YOUR GOAL -
From the first line to the last, write out the listing exactly.

SUPPLIED MATERIAL -
BEGIN

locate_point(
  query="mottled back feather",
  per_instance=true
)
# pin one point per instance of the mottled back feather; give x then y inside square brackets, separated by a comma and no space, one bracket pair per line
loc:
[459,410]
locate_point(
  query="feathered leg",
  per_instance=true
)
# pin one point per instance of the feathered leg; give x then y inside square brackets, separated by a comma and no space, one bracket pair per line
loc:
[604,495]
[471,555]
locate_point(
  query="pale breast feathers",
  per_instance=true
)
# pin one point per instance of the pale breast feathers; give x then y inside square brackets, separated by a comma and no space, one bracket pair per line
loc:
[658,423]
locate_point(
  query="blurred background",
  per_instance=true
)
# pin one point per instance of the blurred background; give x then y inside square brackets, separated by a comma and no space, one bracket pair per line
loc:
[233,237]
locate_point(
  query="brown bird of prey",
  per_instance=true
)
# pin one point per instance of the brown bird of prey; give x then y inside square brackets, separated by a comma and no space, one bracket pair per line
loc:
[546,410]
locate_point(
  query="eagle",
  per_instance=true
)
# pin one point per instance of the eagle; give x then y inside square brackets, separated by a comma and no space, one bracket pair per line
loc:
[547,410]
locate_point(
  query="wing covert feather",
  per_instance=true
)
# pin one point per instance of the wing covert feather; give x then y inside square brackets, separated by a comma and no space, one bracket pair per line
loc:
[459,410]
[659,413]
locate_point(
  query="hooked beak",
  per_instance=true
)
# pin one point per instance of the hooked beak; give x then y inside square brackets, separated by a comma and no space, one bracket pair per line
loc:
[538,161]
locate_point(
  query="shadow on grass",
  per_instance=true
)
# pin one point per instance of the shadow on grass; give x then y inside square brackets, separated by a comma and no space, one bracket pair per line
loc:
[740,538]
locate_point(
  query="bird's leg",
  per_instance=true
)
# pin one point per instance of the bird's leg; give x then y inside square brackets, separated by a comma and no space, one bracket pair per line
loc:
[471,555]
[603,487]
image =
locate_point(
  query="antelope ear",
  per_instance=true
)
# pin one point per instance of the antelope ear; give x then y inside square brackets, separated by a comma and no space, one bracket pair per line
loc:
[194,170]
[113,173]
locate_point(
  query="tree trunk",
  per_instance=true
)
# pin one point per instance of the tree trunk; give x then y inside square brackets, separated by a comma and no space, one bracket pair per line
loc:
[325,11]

END

ANSWER BELOW -
locate_point(
  query="mottled back feather",
  per_instance=true
)
# pin one point per instance of the mottled back feather; give x then y inside square brackets, separated by a comma and no space, one bracket pair per line
loc:
[459,410]
locate_point(
  query="feathered leg",
  per_instance=true
)
# pin one point per instance of the feathered leg; give x then y inside square brackets, separated by a comma and no space, one bracket pair per line
loc:
[604,495]
[471,555]
locate_point(
  query="pale breast feathers",
  per_instance=true
)
# pin one point per instance of the pale breast feathers; give x then y inside square brackets, separated by a comma and no space, one bracket pair per line
loc:
[658,423]
locate_point(
  query="blurred background",
  per_instance=true
)
# pin one point per instance of the blurred background; give x then y inside square brackets, separated by a comma and no space, one bracket pair per line
loc:
[233,237]
locate_point(
  query="brown bird of prey",
  per_instance=true
)
# pin one point per instance of the brown bird of prey; give x then y inside square brackets, separated by a comma and no space, one bracket pair per line
loc:
[546,410]
locate_point(
  query="eagle",
  per_instance=true
)
# pin one point per instance of the eagle; give x then y inside square brackets, separated by a comma and no space, one bracket pair per line
loc:
[547,410]
locate_point(
  query="wing covert feather",
  per_instance=true
)
# pin one point per instance of the wing covert feather; give x then y inside square brackets, separated by a comma and no space, one bracket pair per line
loc:
[459,410]
[659,413]
locate_point(
  query="hooked beak",
  per_instance=true
)
# pin one point per instance of the hooked beak; give x then y inside square brackets, separated by a comma and no space, one bracket pair per line
loc:
[538,161]
locate_point(
  query="shadow on grass",
  per_instance=true
)
# pin one point per instance of the shadow on grass; give x then y inside square brackets, separated by a comma and no space, one bracket pair per line
loc:
[740,538]
locate_point(
  query="bird's leg",
  per_instance=true
)
# pin one point per instance of the bird's leg; give x then y inside square brackets, separated by a comma and no space, one bracket pair per line
loc:
[471,555]
[603,487]
image =
locate_point(
  query="antelope ear",
  per_instance=true
)
# pin one point per instance of the antelope ear; give x then y inside square brackets, separated by a comma and no space, one bracket pair per line
loc:
[194,170]
[113,173]
locate_point(
  query="tree trunk",
  per_instance=true
)
# pin one point per instance of the tree trunk; give x then y inside square brackets, separated by a comma and no space, one bracket pair per line
loc:
[325,11]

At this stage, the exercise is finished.